[Stored data entries]

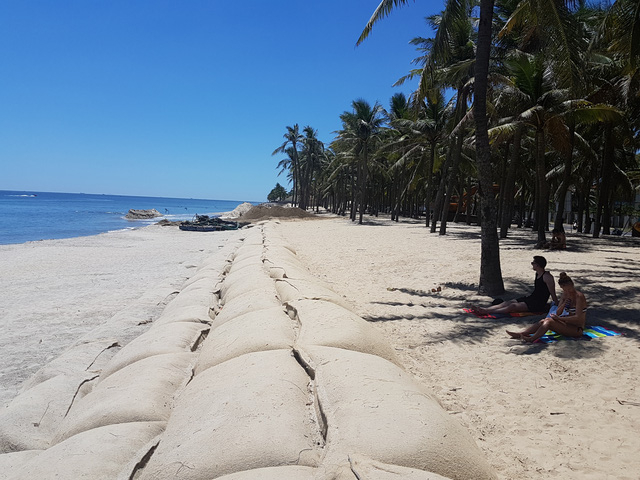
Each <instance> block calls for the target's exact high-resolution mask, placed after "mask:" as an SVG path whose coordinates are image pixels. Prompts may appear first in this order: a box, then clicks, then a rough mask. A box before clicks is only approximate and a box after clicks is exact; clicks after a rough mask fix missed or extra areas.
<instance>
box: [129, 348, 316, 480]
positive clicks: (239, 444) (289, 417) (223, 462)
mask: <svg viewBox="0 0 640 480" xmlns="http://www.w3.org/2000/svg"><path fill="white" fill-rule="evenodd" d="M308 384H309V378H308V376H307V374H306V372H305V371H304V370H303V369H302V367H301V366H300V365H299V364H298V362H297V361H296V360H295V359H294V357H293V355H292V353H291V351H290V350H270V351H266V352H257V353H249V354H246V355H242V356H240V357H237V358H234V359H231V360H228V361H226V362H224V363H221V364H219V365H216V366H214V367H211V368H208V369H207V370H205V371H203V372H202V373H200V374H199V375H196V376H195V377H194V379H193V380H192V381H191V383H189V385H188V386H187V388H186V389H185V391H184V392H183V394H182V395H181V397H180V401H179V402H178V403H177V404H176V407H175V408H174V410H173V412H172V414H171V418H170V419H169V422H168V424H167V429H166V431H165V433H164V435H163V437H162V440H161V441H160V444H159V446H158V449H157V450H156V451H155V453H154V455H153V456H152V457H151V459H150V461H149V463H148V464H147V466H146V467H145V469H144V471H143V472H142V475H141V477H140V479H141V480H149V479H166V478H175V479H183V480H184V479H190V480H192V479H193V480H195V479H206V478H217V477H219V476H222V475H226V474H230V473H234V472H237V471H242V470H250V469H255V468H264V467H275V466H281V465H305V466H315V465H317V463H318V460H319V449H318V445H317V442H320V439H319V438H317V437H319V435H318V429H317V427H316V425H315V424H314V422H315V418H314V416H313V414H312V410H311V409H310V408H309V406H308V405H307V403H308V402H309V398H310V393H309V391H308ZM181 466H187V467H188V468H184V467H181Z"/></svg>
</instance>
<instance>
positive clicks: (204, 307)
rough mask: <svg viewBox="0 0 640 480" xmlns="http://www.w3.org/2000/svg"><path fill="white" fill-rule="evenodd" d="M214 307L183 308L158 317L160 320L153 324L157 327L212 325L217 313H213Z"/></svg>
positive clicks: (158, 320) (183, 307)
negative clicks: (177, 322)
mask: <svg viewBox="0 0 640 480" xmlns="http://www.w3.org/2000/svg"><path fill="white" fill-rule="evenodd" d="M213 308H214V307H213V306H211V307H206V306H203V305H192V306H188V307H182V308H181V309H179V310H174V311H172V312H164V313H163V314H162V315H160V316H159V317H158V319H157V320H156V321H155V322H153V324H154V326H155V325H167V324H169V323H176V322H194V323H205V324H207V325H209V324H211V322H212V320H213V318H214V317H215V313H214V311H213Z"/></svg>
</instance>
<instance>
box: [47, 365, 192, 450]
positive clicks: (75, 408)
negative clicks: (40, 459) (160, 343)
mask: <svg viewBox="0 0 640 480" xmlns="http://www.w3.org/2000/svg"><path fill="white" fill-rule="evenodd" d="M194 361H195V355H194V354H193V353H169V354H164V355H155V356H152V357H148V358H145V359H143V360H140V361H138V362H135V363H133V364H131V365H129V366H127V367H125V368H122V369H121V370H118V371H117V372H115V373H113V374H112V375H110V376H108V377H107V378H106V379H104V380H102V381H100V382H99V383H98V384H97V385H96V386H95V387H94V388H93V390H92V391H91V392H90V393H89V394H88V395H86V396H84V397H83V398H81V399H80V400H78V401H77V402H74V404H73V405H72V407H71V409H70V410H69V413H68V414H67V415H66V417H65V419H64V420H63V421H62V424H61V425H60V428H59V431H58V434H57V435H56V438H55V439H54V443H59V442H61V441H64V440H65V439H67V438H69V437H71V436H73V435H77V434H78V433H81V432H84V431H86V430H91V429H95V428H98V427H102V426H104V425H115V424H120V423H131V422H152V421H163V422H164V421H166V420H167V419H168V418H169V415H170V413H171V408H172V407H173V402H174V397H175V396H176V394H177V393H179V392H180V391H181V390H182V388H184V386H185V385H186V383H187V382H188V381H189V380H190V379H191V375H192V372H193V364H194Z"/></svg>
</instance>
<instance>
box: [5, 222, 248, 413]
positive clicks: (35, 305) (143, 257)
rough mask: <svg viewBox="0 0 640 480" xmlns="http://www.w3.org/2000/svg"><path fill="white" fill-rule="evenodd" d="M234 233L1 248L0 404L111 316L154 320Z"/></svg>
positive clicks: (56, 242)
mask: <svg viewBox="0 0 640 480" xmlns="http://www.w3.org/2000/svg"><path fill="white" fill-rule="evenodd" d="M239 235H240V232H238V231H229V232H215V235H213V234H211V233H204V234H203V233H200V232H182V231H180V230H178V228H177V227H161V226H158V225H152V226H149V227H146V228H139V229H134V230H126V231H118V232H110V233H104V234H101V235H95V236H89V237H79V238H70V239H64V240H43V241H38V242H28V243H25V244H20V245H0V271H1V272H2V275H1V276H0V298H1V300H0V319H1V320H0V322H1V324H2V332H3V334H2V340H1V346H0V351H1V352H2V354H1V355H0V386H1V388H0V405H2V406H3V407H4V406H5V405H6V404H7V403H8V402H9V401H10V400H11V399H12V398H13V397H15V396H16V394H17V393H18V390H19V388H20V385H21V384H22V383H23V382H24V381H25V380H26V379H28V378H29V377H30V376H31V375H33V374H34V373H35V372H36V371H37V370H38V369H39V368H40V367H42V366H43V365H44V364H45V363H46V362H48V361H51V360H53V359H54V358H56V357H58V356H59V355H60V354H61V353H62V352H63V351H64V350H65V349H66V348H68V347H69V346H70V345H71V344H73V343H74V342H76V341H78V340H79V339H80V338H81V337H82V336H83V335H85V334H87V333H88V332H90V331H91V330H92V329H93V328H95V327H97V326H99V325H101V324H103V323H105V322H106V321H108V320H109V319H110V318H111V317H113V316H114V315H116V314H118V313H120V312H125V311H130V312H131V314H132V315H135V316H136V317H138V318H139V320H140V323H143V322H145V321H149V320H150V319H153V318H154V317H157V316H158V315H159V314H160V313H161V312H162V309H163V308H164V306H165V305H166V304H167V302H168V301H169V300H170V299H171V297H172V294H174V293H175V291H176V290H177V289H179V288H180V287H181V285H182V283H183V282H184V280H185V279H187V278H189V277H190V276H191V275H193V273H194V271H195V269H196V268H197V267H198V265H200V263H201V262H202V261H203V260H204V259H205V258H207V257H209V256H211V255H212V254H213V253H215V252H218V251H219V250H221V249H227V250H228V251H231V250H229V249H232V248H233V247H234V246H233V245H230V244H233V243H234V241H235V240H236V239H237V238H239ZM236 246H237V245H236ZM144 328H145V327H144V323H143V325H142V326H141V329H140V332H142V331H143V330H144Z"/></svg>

■ Work instruction:
Your job is to transcribe the records exactly and in full. Pictures are not part of the copy.

■ Final answer:
Each <instance> block calls for the target's exact high-resolution mask, placed after "mask:" as an SVG path whose coordinates are image pixels. Prompts may appear first in this order: a box, then clicks, then a rough mask. A box before clicks is only approximate and a box after clicks is exact; clicks after a rough mask fix missed or extra areas.
<instance>
box: [129, 348, 316, 480]
positive clicks: (239, 444) (289, 417) (223, 462)
mask: <svg viewBox="0 0 640 480" xmlns="http://www.w3.org/2000/svg"><path fill="white" fill-rule="evenodd" d="M308 384H309V378H308V376H307V374H306V372H305V371H304V370H303V369H302V367H301V366H300V365H299V364H298V362H297V361H296V360H295V359H294V357H293V355H292V353H291V351H290V350H270V351H266V352H257V353H249V354H246V355H242V356H240V357H237V358H234V359H231V360H228V361H226V362H224V363H221V364H219V365H216V366H214V367H211V368H208V369H207V370H205V371H203V372H202V373H200V374H199V375H196V376H195V377H194V379H193V380H192V381H191V383H189V385H188V386H187V388H186V389H185V391H184V392H183V394H182V395H181V397H180V401H179V402H178V403H177V404H176V407H175V408H174V410H173V412H172V414H171V418H170V419H169V422H168V424H167V429H166V431H165V433H164V435H163V437H162V440H161V441H160V444H159V446H158V449H157V450H156V451H155V453H154V455H153V456H152V457H151V459H150V461H149V463H148V464H147V466H146V467H145V469H144V471H143V472H142V475H141V477H140V479H141V480H149V479H166V478H175V479H183V480H184V479H190V480H192V479H193V480H195V479H206V478H217V477H219V476H222V475H226V474H230V473H234V472H237V471H242V470H250V469H255V468H264V467H275V466H281V465H305V466H315V465H317V463H318V460H319V449H318V445H317V442H320V439H319V438H317V437H319V435H318V429H317V427H316V425H315V424H314V422H315V418H314V416H313V414H312V410H311V409H310V408H309V406H308V405H307V403H308V402H309V398H310V393H309V391H308ZM181 466H187V467H188V468H184V467H181Z"/></svg>
</instance>
<instance>
positive clicks: (204, 307)
rough mask: <svg viewBox="0 0 640 480" xmlns="http://www.w3.org/2000/svg"><path fill="white" fill-rule="evenodd" d="M214 307L183 308L158 317L160 320L153 324L157 327L212 325L217 313H213Z"/></svg>
positive clicks: (158, 320) (183, 307)
negative clicks: (177, 322)
mask: <svg viewBox="0 0 640 480" xmlns="http://www.w3.org/2000/svg"><path fill="white" fill-rule="evenodd" d="M213 308H214V307H213V306H211V307H206V306H203V305H192V306H188V307H182V308H181V309H179V310H174V311H172V312H164V313H163V314H162V315H160V316H159V317H158V319H157V320H156V321H155V322H153V324H154V326H155V325H167V324H169V323H176V322H194V323H205V324H207V325H209V324H211V322H212V320H213V318H214V317H215V313H214V311H213Z"/></svg>
</instance>
<instance>
box: [47, 365, 192, 450]
positive clicks: (75, 408)
negative clicks: (40, 459) (160, 343)
mask: <svg viewBox="0 0 640 480" xmlns="http://www.w3.org/2000/svg"><path fill="white" fill-rule="evenodd" d="M194 361H195V355H194V354H193V353H169V354H164V355H155V356H152V357H148V358H145V359H143V360H140V361H138V362H135V363H133V364H131V365H129V366H127V367H125V368H122V369H121V370H118V371H117V372H115V373H113V374H112V375H110V376H108V377H107V378H106V379H104V380H102V381H100V382H99V383H98V384H97V385H96V386H95V387H94V388H93V390H92V391H91V392H90V393H89V394H88V395H86V396H84V397H83V398H81V399H80V400H78V401H77V402H74V404H73V405H72V407H71V409H70V410H69V413H68V414H67V415H66V417H65V419H64V420H63V421H62V424H61V425H60V428H59V431H58V434H57V435H56V438H55V439H54V443H59V442H61V441H64V440H65V439H67V438H69V437H71V436H73V435H77V434H78V433H81V432H84V431H86V430H91V429H95V428H98V427H102V426H104V425H115V424H120V423H131V422H152V421H163V422H164V421H166V420H167V419H168V418H169V415H170V413H171V408H172V407H173V402H174V397H175V396H176V394H177V393H179V392H180V391H181V390H182V388H184V386H185V385H186V383H187V382H188V381H189V380H190V379H191V375H192V372H193V364H194Z"/></svg>
</instance>
<instance>
box: [5, 222, 248, 413]
positive clicks: (35, 305) (143, 257)
rough mask: <svg viewBox="0 0 640 480" xmlns="http://www.w3.org/2000/svg"><path fill="white" fill-rule="evenodd" d="M234 233L1 248L0 404L111 316L154 320Z"/></svg>
positive clicks: (56, 242)
mask: <svg viewBox="0 0 640 480" xmlns="http://www.w3.org/2000/svg"><path fill="white" fill-rule="evenodd" d="M239 235H240V232H238V231H229V232H215V235H213V234H211V233H204V234H203V233H200V232H182V231H180V230H178V228H177V227H161V226H158V225H152V226H149V227H146V228H139V229H134V230H126V231H118V232H110V233H104V234H101V235H95V236H89V237H79V238H70V239H64V240H43V241H38V242H28V243H25V244H20V245H0V271H1V272H2V275H1V276H0V298H1V300H0V319H1V320H0V322H1V324H2V332H3V334H2V340H1V346H0V351H1V352H2V354H1V355H0V386H1V388H0V405H2V406H3V407H4V406H5V405H6V404H7V403H8V402H9V401H10V400H11V399H12V398H13V397H15V396H16V394H17V393H18V390H19V388H20V385H21V384H22V383H23V382H24V381H25V380H26V379H28V378H29V377H30V376H31V375H33V374H34V373H35V372H36V371H37V370H38V369H39V368H40V367H42V366H43V365H44V364H45V363H46V362H48V361H51V360H53V359H54V358H56V357H58V356H59V355H60V354H61V353H62V352H63V351H64V350H65V349H66V348H68V347H69V346H70V345H71V344H73V343H74V342H76V341H78V340H79V339H80V338H81V337H82V336H83V335H85V334H87V333H88V332H90V331H91V330H92V329H93V328H95V327H97V326H99V325H101V324H103V323H105V322H106V321H108V320H109V319H110V318H111V317H113V316H114V315H116V314H118V313H120V312H125V311H130V312H131V314H132V315H135V316H136V317H138V318H139V320H140V323H143V322H145V321H149V320H150V319H153V318H154V317H157V316H158V315H159V314H160V313H161V312H162V309H163V308H164V306H165V305H166V304H167V302H168V301H169V300H170V299H171V297H172V294H174V293H175V291H176V290H177V289H179V288H180V287H181V285H182V283H183V282H184V280H185V279H187V278H189V277H190V276H191V275H193V273H194V271H195V269H196V268H197V267H198V265H200V263H201V262H202V261H203V260H204V259H205V258H207V257H209V256H211V255H212V254H213V253H215V252H218V251H219V250H221V249H227V250H228V251H231V250H229V249H232V248H233V247H234V246H233V245H230V244H233V243H234V241H235V240H236V239H237V238H239ZM236 246H237V245H236ZM144 328H145V327H144V323H143V325H142V326H141V329H140V332H142V331H143V330H144Z"/></svg>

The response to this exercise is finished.